#### 課題:
A: 本文によると、ヘーゲルが『法の哲学』で言う「(客観的)倫理」は何のことですか。
B: 下にあるすべてのエントリの行を、空行を抜いて、番号付きのリストに並べて書き出してください。

#### 本文:

........

『ヘーゲル「小論理学」を読む』(二版)より

 

 

第四〇講 第三部「概念論」⑧

 

一、「C 理念」 「b 認識」各論(二)

「ロ 意志」

革命の哲学

 ここまで、ヘーゲル哲学の本質は革命の哲学であることを何度も語ってきました。それを最も明確に語っているのは『法の哲学』(藤野渉他訳『世界の名著ヘーゲル』中央公論社)であり、詳しくは拙著『ヘーゲル「法の哲学」を読む』(一粒の麦社)を参照ください。
 それはともかく「論理学」のなかで革命の哲学を正面から語っているのは、この「ロ 意志」の箇所となります。
 カントの実践理性批判の箇所で、「善」というカテゴリーが道徳の「真にあるべき姿」を意味することを学びました。
 本来の善は世界の「絶対的な究極目的」(㊤二〇四ページ)であり、世界の究極的理想となるものです。しかしカントはこの善を単に主観的なもの、「われわれの実践理性の道徳律にすぎない」(同二〇五ページ)としてとらえ、「善が世界のうちに存在し外的な客観性を持つこと」(同二〇〇ページ)を認めなかったところから、ヘーゲルの批判を受けることになりました。
 では「外的な客観性」としての善とは何か。それは真にあるべき国家を意味しています。ヘーゲルは『法の哲学』において「カントは(客観的)倫理の概念へ移行しないところの、たんに(主観的)道徳的な立場を固持する」(前掲書三三八ページ)と批判していますが、この「(客観的)倫理」は国家を意味しているのです。
 ヘーゲルにとって真にあるべき「国家は倫理的理念の現実性」(同四七八ページ)であり、客観的倫理そのものなのです。では客観的倫理としての真にあるべき国家とは何かといえば、「即自かつ対自的に理性的なものである」(同四七九ページ)とされています。
 六節で「理性的なものは現実的であり、現実的なものは理性的である」(㊤六九ページ)ことを学びました。ヘーゲルはルソーの人民主権論に学び、真にあるべき国家は絶対的な理性的国家であり、言いかえれば「国家と人民とが相互に浸透しあって一体化し、治者と被治者の同一性の実現された人民主権国家」(『ヘーゲル「法の哲学」を読む』三二八ページ)でなければならないと考えました。

........

(データセットのエントリ)
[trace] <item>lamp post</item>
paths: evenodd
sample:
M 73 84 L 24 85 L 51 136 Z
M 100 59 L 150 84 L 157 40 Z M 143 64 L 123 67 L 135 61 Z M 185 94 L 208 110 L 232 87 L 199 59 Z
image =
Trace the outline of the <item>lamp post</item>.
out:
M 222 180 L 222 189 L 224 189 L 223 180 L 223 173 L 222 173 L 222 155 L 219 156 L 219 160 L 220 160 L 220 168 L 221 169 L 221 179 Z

........

#### 解答:
A: 国家のことです。

B:
1. [trace] <item>lamp post</item>
2. paths: evenodd
3. sample:
4. M 73 84 L 24 85 L 51 136 Z
5. M 100 59 L 150 84 L 157 40 Z M 143 64 L 123 67 L 135 61 Z M 185 94 L 208 110 L 232 87 L 199 59 Z
6. image =
7. Trace the outline of the <item>lamp post</item>.
8. out:
9. M 222 180 L 222 189 L 224 189 L 223 180 L 223 173 L 222 173 L 222 155 L 219 156 L 219 160 L 220 160 L 220 168 L 221 169 L 221 179 Z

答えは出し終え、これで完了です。